REQUIRED ACTIONS
a) According to the Vaporetto page, how many ways does Vaporetto provide to generate tokenization models?
b) Extract everything in the Vaporetto page from "To perform tokenization, run" down to "KyTea Models page.".
# START OF DOCUMENT TEXT
/vaporetto

🛥 Vaporetto: a fast and lightweight pointwise prediction based tokenizer

Primary LanguageRustApache License 2.0Apache-2.0

🛥 VAporetto: POintwise pREdicTion based TOkenizer

Vaporetto is a fast and lightweight pointwise prediction based tokenizer. This repository includes both a Rust crate that provides APIs for Vaporetto and CLI frontends.

Crates.io Documentation Build Status

Technical details (Japanese)

日本語のドキュメント

Example Usage

Try Word Segmentation

This software is implemented in Rust. Install rustc and cargo following the documentation beforehand.

Vaporetto provides three ways to generate tokenization models:

Download Distribution Model

The first is the simplest way, which is to download a model that has been trained by us. You can find models here.

We chose bccwj-suw+unidic+tag:

% wget https://github.com/legalforce-research/vaporetto/releases/download/v0.3.0/bccwj-suw+unidic+tag.tar.xz

Each file contains a model file and license terms, so you need to extract the downloaded file like the following command:

% tar xf ./bccwj-suw+unidic+tag.tar.xz

To perform tokenization, run the following command:

% echo 'ヴェネツィアはイタリアにあります。' | cargo run --release -p predict -- --model path/to/bccwj-suw+unidic+tag.model.zst

The following will be output:

ヴェネツィア は イタリア に あり ます 。

Convert KyTea's Model

The second is also a simple way, which is to convert a model that has been trained by KyTea. First of all, download the model of your choice from the KyTea Models page.

We chose jp-0.4.7-5.mod.gz:

% wget http://www.phontron.com/kytea/download/model/jp-0.4.7-5.mod.gz

Each model is compressed, so you need to decompress the downloaded model file like the following command:

% gunzip ./jp-0.4.7-5.mod.gz

To convert a KyTea model into a Vaporetto model, run the following command in the Vaporetto root directory.
# END OF DOCUMENT TEXT
# START OF RECORDS
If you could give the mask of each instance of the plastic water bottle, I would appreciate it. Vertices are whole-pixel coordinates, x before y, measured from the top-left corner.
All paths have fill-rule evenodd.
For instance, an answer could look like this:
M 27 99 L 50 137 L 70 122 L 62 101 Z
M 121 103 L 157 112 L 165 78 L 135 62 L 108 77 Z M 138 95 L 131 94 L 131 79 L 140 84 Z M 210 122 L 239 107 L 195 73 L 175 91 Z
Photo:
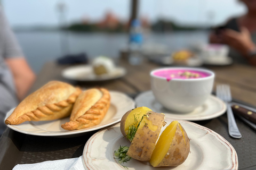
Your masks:
M 129 63 L 140 65 L 143 61 L 141 48 L 142 44 L 142 32 L 140 21 L 134 19 L 131 23 L 129 40 Z

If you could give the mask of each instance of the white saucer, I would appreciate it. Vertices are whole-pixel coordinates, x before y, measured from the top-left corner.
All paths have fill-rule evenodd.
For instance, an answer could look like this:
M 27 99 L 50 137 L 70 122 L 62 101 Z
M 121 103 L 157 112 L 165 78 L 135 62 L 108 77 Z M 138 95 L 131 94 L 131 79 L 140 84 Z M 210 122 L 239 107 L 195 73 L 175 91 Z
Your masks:
M 186 113 L 177 113 L 164 108 L 156 100 L 151 91 L 139 94 L 135 99 L 135 102 L 137 107 L 146 106 L 154 112 L 164 113 L 165 117 L 187 121 L 203 121 L 217 117 L 222 115 L 227 109 L 225 103 L 213 95 L 211 95 L 202 106 Z
M 110 73 L 101 75 L 95 75 L 90 65 L 80 65 L 71 66 L 64 70 L 61 74 L 63 77 L 70 80 L 83 81 L 105 81 L 119 78 L 126 73 L 123 67 L 116 67 Z

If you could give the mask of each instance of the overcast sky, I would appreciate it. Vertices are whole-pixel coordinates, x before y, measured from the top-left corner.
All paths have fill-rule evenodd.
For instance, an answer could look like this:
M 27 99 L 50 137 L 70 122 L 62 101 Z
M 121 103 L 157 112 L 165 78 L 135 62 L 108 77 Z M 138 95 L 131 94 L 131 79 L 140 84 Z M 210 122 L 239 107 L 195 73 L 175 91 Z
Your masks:
M 122 20 L 130 14 L 130 0 L 2 0 L 13 27 L 58 25 L 57 4 L 64 2 L 68 23 L 82 17 L 100 20 L 107 11 Z M 139 13 L 151 21 L 159 18 L 192 24 L 217 24 L 246 12 L 238 0 L 140 0 Z

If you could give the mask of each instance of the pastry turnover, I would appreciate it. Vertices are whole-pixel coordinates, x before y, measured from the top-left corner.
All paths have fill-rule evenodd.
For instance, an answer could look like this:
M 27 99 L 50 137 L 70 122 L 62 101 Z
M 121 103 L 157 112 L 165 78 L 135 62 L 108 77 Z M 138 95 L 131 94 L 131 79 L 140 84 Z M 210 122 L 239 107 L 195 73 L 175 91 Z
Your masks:
M 103 88 L 91 89 L 77 98 L 70 115 L 70 121 L 61 127 L 67 130 L 81 129 L 99 124 L 110 104 L 109 91 Z
M 25 121 L 50 121 L 68 116 L 81 92 L 79 88 L 69 84 L 50 81 L 24 99 L 5 123 L 17 125 Z

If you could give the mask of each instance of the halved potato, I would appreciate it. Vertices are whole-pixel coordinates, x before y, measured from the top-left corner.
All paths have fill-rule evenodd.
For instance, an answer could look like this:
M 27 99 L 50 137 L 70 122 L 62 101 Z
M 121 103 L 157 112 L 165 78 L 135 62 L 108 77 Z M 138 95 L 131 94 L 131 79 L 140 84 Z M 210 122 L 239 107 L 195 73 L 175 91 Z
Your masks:
M 187 133 L 178 121 L 173 121 L 160 135 L 149 162 L 154 167 L 178 166 L 187 159 L 189 149 Z
M 165 122 L 164 114 L 148 112 L 138 128 L 127 155 L 139 160 L 149 161 Z
M 127 112 L 122 117 L 120 130 L 124 137 L 126 137 L 129 131 L 129 126 L 134 125 L 137 128 L 143 115 L 151 110 L 147 107 L 139 107 Z

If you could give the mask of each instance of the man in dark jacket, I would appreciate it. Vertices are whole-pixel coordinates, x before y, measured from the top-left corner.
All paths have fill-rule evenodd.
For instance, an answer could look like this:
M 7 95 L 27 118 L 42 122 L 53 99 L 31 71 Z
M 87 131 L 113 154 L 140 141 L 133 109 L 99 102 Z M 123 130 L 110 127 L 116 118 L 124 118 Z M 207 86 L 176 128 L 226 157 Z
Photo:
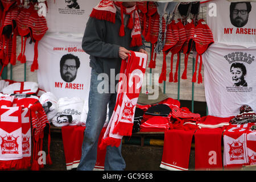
# END OF RECORDS
ANSWERS TO EACH TASK
a) Three.

b)
To perform tokenization, run the following command:

% echo 'ヴェネツィアはイタリアにあります。' | cargo run --release -p predict -- --model path/to/bccwj-suw+unidic+tag.model.zst

The following will be output:

ヴェネツィア は イタリア に あり ます 。

Convert KyTea's Model

The second is also a simple way, which is to convert a model that has been trained by KyTea. First of all, download the model of your choice from the KyTea Models page.